DIRECTION
Pull out the lines of the records below and copy them word for word, beginning at the line that has "120, row 157." and stopping after the line that has "column 166, row 87".

Point annotation records:
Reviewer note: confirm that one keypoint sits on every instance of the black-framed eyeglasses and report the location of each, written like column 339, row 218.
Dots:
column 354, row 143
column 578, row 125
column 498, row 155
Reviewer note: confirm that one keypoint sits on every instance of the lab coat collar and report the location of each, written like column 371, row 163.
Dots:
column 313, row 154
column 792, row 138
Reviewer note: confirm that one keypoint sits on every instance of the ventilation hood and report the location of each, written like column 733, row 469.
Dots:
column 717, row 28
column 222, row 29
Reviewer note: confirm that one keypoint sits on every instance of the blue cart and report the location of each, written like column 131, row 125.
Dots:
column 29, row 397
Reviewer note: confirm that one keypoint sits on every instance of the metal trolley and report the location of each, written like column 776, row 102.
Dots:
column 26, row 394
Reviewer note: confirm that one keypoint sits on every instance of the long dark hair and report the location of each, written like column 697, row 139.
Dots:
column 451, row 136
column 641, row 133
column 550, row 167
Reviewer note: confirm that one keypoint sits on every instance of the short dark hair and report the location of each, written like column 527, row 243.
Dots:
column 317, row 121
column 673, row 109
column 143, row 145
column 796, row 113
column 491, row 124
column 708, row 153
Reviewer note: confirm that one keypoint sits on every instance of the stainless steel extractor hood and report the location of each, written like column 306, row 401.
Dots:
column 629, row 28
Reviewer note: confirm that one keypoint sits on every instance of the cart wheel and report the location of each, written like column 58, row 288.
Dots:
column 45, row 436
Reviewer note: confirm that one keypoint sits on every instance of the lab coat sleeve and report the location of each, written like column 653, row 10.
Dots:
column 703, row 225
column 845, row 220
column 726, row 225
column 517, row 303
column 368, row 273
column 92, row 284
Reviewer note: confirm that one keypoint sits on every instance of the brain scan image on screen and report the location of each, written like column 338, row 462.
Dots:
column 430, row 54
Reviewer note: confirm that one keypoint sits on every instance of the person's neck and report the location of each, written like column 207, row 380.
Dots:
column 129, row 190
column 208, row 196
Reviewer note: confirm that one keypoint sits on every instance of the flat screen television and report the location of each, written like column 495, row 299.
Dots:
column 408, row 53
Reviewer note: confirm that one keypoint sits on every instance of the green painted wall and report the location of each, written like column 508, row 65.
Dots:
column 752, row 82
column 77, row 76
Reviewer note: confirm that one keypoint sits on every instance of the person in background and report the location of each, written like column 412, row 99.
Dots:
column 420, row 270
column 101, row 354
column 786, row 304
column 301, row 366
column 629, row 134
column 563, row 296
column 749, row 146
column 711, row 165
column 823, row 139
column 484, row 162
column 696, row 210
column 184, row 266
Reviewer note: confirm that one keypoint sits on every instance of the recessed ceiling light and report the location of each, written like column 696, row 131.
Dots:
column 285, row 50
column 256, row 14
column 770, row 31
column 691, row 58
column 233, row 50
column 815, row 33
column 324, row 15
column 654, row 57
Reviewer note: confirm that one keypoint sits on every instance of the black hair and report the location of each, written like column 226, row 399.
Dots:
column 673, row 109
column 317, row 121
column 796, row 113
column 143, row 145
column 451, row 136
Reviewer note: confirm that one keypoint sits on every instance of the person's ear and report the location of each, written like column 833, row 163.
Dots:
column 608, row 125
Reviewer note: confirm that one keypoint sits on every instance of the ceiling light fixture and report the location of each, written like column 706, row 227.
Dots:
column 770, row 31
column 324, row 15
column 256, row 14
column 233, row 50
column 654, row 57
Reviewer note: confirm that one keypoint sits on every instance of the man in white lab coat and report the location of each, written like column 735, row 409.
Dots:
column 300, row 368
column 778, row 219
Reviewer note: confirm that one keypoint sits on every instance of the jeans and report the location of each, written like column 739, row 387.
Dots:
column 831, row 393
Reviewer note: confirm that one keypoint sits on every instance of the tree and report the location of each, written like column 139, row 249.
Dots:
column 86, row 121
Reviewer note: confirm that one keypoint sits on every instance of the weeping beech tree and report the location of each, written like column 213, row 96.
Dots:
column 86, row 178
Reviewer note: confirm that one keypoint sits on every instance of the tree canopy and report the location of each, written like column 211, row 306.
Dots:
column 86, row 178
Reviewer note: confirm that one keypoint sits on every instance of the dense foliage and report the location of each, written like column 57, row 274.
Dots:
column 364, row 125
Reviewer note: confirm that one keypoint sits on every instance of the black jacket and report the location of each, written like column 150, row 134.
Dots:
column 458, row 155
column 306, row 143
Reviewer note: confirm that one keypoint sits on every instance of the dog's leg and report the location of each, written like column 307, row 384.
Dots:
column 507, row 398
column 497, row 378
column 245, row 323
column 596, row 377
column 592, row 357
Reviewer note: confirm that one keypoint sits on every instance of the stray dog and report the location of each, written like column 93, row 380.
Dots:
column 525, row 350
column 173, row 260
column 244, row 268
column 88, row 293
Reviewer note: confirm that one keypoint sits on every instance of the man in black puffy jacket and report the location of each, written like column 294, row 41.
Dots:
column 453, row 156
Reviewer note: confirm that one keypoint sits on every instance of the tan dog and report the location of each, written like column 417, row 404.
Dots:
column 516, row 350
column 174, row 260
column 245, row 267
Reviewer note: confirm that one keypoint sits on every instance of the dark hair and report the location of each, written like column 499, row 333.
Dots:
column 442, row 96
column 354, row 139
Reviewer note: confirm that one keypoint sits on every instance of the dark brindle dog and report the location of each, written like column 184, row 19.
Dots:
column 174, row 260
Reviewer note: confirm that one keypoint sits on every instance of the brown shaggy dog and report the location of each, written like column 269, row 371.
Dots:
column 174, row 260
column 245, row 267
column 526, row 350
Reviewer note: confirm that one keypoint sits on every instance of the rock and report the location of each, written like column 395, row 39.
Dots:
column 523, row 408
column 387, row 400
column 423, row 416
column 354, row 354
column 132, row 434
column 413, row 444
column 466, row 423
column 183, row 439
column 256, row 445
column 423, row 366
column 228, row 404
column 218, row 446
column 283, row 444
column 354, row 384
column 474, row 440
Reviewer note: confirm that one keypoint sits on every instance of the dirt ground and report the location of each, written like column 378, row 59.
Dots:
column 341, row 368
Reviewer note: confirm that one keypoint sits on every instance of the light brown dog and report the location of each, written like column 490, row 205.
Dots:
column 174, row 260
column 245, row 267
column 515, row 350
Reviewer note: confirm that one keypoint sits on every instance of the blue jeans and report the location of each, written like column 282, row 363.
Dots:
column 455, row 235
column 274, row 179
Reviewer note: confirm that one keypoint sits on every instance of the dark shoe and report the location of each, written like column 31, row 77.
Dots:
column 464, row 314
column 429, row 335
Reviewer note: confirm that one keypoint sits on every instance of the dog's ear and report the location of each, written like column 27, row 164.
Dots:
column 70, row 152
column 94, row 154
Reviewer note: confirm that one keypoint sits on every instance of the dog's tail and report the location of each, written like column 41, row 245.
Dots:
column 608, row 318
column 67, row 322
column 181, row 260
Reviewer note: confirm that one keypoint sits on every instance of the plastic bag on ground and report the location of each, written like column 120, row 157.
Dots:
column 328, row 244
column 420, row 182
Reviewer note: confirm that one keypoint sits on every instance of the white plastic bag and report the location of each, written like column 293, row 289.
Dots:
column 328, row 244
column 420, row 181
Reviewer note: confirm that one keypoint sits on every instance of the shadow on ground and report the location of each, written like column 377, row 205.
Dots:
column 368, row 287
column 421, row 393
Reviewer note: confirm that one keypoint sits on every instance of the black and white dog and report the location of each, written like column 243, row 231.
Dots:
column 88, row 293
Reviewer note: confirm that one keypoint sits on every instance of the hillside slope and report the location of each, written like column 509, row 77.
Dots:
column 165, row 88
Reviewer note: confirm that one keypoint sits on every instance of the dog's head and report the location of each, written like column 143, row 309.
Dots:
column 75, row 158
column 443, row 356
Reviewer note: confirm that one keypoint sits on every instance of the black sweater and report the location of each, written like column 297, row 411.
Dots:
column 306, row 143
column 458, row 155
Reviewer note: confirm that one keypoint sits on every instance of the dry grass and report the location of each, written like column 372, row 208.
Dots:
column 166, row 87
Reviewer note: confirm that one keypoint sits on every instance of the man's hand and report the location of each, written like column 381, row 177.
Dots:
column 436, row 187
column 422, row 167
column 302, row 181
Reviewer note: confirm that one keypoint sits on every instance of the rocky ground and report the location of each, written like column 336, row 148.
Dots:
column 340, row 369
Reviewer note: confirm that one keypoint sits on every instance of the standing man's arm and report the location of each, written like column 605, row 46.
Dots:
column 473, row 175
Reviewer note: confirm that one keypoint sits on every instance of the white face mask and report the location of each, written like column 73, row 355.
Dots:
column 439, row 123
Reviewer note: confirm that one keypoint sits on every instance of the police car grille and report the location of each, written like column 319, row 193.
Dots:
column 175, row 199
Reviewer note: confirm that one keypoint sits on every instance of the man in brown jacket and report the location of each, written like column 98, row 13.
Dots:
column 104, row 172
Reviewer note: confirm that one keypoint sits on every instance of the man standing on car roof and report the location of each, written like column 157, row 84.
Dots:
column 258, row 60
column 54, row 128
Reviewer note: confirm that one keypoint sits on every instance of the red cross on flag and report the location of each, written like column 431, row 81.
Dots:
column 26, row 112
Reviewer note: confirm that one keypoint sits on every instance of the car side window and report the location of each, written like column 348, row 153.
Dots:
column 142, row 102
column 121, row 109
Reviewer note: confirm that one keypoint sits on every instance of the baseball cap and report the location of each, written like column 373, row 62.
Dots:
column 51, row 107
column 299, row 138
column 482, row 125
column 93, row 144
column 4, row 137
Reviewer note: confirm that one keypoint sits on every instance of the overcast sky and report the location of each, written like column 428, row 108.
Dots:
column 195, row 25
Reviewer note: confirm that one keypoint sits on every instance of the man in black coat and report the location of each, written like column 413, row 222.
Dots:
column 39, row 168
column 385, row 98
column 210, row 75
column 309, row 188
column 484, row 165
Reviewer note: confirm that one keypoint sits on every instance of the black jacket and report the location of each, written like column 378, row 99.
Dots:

TASK SOLUTION
Reviewer note: confirm that one keypoint sits on every instance of the plastic bag on ground and report the location of each, written like column 120, row 157.
Dots:
column 328, row 244
column 420, row 182
Reviewer note: confirm that one keypoint sits on every instance of the white plastic bag and report the location of each, written like column 293, row 289.
Dots:
column 328, row 244
column 420, row 181
Reviewer note: confirm that one keypoint sits on every instance of the shadow on ground and report the location of each, written like column 377, row 205.
Dots:
column 368, row 287
column 421, row 393
Reviewer note: confirm that one keypoint sits on every instance of the black and white dog and report the location of each, written like column 243, row 231.
Dots:
column 88, row 293
Reviewer note: confirm that one keypoint sits on every instance of the hillside slope and report the location of each, written like column 509, row 77.
Dots:
column 165, row 88
Reviewer note: confirm that one keypoint sits on every instance of the dog's head and report the location of each, written like column 143, row 309.
Dots:
column 75, row 158
column 443, row 356
Reviewer note: confirm that one keypoint sits on every instance of the black sweater and report the location of each, written like column 297, row 411.
Dots:
column 306, row 143
column 458, row 155
Reviewer note: confirm that one keypoint sits on every instance of the dry grass and report the location of each, written like column 372, row 208.
Dots:
column 166, row 87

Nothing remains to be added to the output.